*To be done*
Omit all images. Write out the rest of the material exactly.

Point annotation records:
=====

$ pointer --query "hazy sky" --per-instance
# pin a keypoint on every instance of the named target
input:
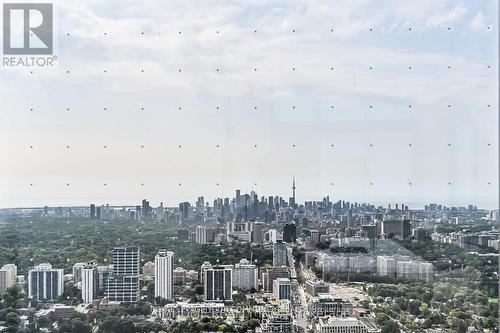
(202, 97)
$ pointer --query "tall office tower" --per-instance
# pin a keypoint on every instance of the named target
(184, 209)
(206, 265)
(201, 235)
(349, 219)
(280, 257)
(146, 209)
(314, 237)
(272, 235)
(289, 233)
(218, 284)
(8, 274)
(293, 202)
(245, 276)
(282, 288)
(45, 283)
(257, 232)
(90, 282)
(238, 198)
(148, 269)
(164, 268)
(102, 275)
(77, 271)
(123, 284)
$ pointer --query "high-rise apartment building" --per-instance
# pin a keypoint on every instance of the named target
(164, 267)
(280, 257)
(123, 284)
(90, 282)
(201, 235)
(245, 276)
(45, 283)
(8, 274)
(282, 288)
(218, 284)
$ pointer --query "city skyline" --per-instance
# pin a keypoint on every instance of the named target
(146, 98)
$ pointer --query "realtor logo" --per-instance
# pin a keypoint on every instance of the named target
(27, 29)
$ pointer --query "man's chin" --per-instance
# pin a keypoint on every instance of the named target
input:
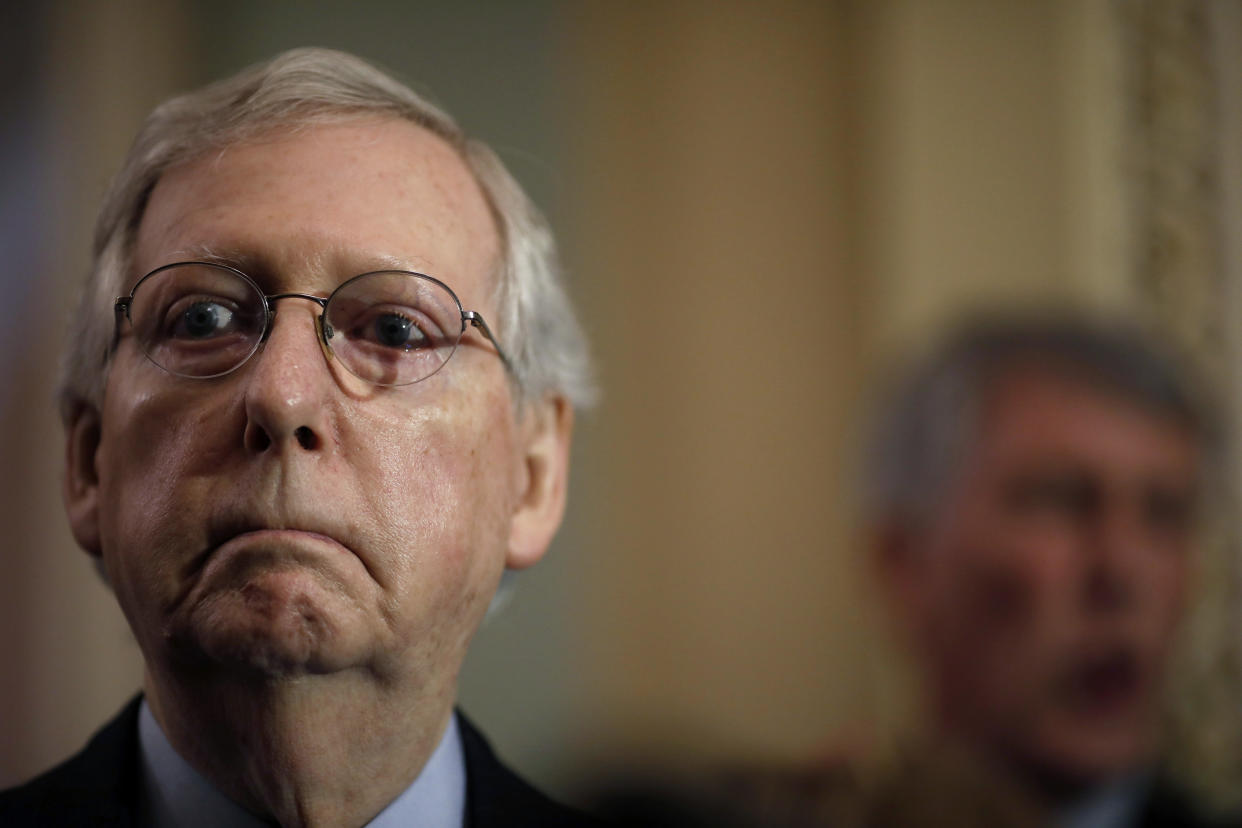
(271, 632)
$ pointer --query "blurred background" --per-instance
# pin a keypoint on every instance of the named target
(759, 205)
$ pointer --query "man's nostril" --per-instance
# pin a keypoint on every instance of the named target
(307, 438)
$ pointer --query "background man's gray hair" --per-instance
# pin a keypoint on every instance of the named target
(930, 415)
(302, 87)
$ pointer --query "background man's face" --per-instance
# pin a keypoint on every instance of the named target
(290, 518)
(1046, 592)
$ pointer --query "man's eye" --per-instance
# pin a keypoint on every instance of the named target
(395, 330)
(203, 319)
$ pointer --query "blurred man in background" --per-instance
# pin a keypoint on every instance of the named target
(1035, 493)
(303, 459)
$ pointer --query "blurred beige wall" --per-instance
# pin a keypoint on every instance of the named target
(758, 202)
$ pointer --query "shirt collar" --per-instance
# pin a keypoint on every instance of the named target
(1112, 806)
(176, 796)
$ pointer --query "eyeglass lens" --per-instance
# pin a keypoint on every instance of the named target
(204, 320)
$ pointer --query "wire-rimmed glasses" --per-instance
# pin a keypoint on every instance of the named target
(205, 319)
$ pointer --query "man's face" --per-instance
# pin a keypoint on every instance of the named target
(288, 518)
(1046, 592)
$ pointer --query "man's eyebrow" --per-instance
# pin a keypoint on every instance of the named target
(241, 260)
(343, 263)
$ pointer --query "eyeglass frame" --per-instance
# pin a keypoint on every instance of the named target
(470, 318)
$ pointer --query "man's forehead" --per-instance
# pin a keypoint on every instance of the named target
(1041, 407)
(343, 198)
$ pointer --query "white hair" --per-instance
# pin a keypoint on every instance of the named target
(302, 87)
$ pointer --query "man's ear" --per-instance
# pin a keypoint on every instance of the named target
(81, 484)
(545, 428)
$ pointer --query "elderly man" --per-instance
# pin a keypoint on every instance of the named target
(318, 399)
(1035, 494)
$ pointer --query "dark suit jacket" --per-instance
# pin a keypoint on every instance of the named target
(99, 786)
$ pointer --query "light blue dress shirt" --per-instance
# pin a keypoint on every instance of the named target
(176, 796)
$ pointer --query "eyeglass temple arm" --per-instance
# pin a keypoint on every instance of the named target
(122, 309)
(476, 319)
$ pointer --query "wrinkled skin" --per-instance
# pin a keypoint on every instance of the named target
(287, 533)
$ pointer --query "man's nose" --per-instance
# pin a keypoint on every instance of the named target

=====

*Exercise solution*
$ pointer --query "hazy sky" --per-instance
# pin a keypoint on every instance of the named target
input:
(202, 97)
$ pointer --query "tall office tower" --per-instance
# pin a keypoint on every instance of the named target
(184, 209)
(206, 265)
(201, 235)
(349, 219)
(280, 257)
(146, 209)
(314, 237)
(272, 235)
(289, 233)
(218, 284)
(8, 274)
(293, 202)
(245, 276)
(282, 288)
(45, 283)
(257, 232)
(90, 282)
(238, 198)
(148, 269)
(164, 268)
(102, 275)
(77, 271)
(123, 284)
$ pointer --query "high-rise apartment building" --per-instance
# pin a keypoint on every instance of the named target
(164, 267)
(280, 257)
(123, 284)
(90, 282)
(201, 235)
(245, 276)
(45, 283)
(8, 274)
(282, 288)
(218, 284)
$ pointer --query "city skyline" --per-instance
# pin a keypoint on every instance of the named target
(146, 98)
$ pointer --query "realtor logo" --per-instance
# pin a keypoint on every instance of the named target
(27, 29)
$ pointer --query "man's chin" --per-instance
# pin a keypoint on every instance of the named target
input:
(271, 632)
$ pointer --query "blurred background" --per-instance
# pin a keypoint on every instance of the named target
(759, 205)
$ pointer --query "man's nostril" --per-instance
# pin a keypoint on every instance of the named target
(307, 438)
$ pointer --query "background man's gray hair" --per-instance
# pin a keypoint on every instance of the named target
(930, 415)
(302, 87)
$ pointer --query "background man's face" --per-instance
# pin a keypoint on every instance of the named target
(290, 518)
(1046, 592)
$ pointer --query "man's eye" --per-instance
# pin a keypoint on every instance of the named target
(395, 330)
(203, 319)
$ pointer --query "blurred man in background" --per-instance
# pin a keypoint on every instance of the named target
(1035, 493)
(303, 459)
$ pointer --query "blurred beige wall" --per-instance
# pin a keypoint on every instance of the named target
(758, 202)
$ pointer --query "shirt collar" --per-instance
# pin a keypoint on every instance of the named target
(1112, 806)
(176, 796)
$ pointer --query "eyeglass lens" --per-instance
# pin a keypoint on every instance of the named target
(204, 320)
$ pointer --query "wire-rimmed glasses" --per-instance
# pin a keypoint on every instance of the named target
(205, 319)
$ pointer --query "man's face" --per-instance
# pin a keypoint on every instance of the named target
(288, 518)
(1046, 592)
$ pointer --query "man's eyebrow" --per-instance
# pin a keypoint on every instance of the named target
(241, 260)
(343, 263)
$ pointer --query "eyeglass frame" --per-instance
# pin a keypoint on every instance of the named target
(470, 318)
$ pointer --query "man's forehead" --per-instance
# pin a keypoint on every instance of the named target
(1041, 407)
(343, 198)
$ pointer --query "white hair" --per-instance
# pin a keypoint on every instance of the named target
(302, 87)
$ pointer --query "man's ear" --per-instance
# pin a keypoint on every instance of the named target
(81, 484)
(545, 428)
$ pointer --query "elderly man" --per-instance
# pin a keypoint on every instance of the named target
(318, 399)
(1035, 494)
$ pointer --query "dark suit jacket" --per-instance
# pin a keypoint on every instance of the named target
(99, 786)
$ pointer --query "light blue dress shirt" --per-instance
# pin a keypoint on every instance of the named target
(176, 796)
$ pointer --query "eyeglass temple arm" --per-instance
# pin a keypoint on every instance of the named target
(122, 309)
(476, 319)
$ pointer --query "wrinkled skin" --per-instance
# pin a keypoint on every instance of the named target
(287, 533)
$ pointer --query "man's nose" --per-instance
# pin a keypoint on every instance of the named target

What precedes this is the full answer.